Exercise instructions ->
Report each line in the rows below that contains the word "this". Case matters, so count only matches with identical capitalization.

Input material ->
====================
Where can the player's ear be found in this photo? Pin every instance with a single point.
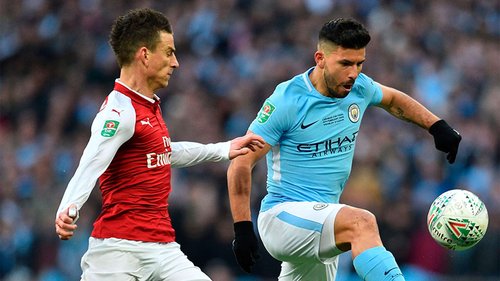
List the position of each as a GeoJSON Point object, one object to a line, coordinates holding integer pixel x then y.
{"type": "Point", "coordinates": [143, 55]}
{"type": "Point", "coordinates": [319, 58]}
====================
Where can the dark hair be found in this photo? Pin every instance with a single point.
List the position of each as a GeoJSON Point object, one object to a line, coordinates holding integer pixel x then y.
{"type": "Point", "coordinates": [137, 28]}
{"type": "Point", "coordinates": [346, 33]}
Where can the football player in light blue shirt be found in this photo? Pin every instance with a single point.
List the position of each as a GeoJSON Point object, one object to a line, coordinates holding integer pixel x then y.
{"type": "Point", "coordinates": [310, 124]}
====================
The completed task ->
Where can the player's ear be found in this photo? Pin every instance with a single point.
Where can the dark hair be found in this photo? Pin every instance with a single point.
Where can the football player in light blue shirt be found in this photo? Pin every instance with a single point.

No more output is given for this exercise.